----- Supplied material -----
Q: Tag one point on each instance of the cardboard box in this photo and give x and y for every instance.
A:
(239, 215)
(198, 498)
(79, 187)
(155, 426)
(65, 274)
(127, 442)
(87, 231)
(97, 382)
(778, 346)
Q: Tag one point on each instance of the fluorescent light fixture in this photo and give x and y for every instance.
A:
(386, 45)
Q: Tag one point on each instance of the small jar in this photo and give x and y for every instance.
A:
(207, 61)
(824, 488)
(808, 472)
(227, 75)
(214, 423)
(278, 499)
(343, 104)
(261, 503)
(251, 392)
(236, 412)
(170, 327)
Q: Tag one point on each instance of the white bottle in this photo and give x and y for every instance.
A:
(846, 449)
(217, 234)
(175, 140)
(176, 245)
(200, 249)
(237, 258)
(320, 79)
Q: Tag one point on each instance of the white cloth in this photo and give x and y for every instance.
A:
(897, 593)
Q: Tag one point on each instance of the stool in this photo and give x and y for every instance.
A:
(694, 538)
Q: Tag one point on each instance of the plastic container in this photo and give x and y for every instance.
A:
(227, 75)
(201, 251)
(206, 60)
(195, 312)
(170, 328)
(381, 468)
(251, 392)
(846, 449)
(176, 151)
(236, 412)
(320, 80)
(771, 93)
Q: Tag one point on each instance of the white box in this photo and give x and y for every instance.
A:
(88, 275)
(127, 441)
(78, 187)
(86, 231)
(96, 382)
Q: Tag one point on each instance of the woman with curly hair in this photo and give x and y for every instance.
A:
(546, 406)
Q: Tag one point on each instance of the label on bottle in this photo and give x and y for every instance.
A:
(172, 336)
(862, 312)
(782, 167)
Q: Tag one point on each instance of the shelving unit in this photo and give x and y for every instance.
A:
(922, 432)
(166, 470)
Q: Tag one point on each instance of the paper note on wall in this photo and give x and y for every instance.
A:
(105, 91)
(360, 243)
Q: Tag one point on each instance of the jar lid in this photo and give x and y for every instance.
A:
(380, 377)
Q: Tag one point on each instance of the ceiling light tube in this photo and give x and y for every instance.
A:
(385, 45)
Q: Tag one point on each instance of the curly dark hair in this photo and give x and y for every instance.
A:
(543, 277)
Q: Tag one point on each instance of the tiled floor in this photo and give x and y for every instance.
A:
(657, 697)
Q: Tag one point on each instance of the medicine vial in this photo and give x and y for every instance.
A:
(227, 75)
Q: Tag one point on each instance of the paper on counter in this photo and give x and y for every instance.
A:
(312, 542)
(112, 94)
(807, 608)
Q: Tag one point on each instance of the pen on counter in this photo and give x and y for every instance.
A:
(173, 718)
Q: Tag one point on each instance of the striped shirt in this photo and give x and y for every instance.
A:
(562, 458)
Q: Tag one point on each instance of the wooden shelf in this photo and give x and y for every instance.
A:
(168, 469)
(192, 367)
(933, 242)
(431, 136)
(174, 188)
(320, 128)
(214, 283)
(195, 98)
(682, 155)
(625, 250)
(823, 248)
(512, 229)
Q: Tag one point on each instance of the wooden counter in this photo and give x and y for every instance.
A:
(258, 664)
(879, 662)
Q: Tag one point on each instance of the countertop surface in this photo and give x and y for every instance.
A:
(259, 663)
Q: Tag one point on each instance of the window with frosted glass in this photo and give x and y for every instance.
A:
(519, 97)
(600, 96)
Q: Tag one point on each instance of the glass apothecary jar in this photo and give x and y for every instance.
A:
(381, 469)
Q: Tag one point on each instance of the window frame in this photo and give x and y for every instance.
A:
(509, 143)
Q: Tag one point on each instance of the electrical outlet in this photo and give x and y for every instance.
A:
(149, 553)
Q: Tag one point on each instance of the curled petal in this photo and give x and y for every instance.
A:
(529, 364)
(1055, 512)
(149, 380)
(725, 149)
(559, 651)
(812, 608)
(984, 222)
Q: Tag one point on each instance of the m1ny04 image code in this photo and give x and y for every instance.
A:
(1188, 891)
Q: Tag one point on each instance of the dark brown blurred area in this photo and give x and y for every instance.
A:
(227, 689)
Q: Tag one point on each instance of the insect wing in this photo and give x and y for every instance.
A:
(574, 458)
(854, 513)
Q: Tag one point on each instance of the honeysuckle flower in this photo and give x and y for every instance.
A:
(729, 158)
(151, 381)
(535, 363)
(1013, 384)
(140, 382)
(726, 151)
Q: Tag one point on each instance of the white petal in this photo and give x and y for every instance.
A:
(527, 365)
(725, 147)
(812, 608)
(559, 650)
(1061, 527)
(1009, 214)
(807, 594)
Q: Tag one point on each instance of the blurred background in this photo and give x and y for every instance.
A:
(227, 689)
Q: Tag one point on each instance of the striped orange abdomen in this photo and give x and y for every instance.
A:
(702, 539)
-----
### Brief
An exact copy of the data is needed, running from its first line through the line that holds "Q: Tag one point on each instance of the small", and nothing beyond that.

### Result of this exercise
Q: Tag one point on each instance of the cardboard box in this photo and give x and y for every instance.
A:
(239, 215)
(198, 498)
(79, 187)
(155, 426)
(65, 274)
(127, 442)
(87, 231)
(97, 382)
(778, 346)
Q: Tag one point on each instance of the fluorescent light fixture in this photo and give x and y for every instance.
A:
(386, 45)
Q: Tag one point on each instance of the small jar in this photo and give x and y for every instance.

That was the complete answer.